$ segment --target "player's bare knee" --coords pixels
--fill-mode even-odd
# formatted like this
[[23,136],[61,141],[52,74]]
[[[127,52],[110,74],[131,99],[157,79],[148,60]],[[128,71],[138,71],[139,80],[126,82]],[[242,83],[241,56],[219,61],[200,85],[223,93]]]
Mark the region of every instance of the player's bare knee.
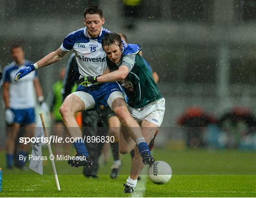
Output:
[[60,107],[59,111],[64,121],[67,119],[69,116],[72,115],[69,108],[64,105],[62,105]]
[[125,148],[122,148],[121,147],[119,148],[119,152],[122,155],[127,154],[128,153],[129,153],[128,149]]
[[118,107],[114,108],[113,110],[123,125],[127,126],[129,117],[129,113],[127,110],[127,108],[124,107]]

**What to work on:** Reproduce the listing with "bare knee" swapped for "exposed knee" and everything else unchanged, leaving out the pictures.

**Response to the task:**
$ segment --target "player's exposed knee" --coords pixels
--fill-mode even-odd
# formatted like this
[[23,136],[61,141],[52,74]]
[[[127,52],[110,74],[131,99],[157,79],[148,60]],[[128,71],[138,71],[139,80],[126,82]],[[242,83],[241,56],[219,61],[200,85],[223,93]]]
Mark the region of every instance of the player's exposed knee.
Output:
[[60,107],[59,111],[64,121],[67,119],[69,116],[72,115],[69,108],[64,105],[62,105]]
[[125,148],[122,148],[121,147],[119,148],[119,152],[122,155],[127,154],[128,153],[129,153],[128,149]]
[[118,107],[114,108],[113,110],[123,125],[127,126],[129,117],[129,113],[127,110],[127,108],[124,107]]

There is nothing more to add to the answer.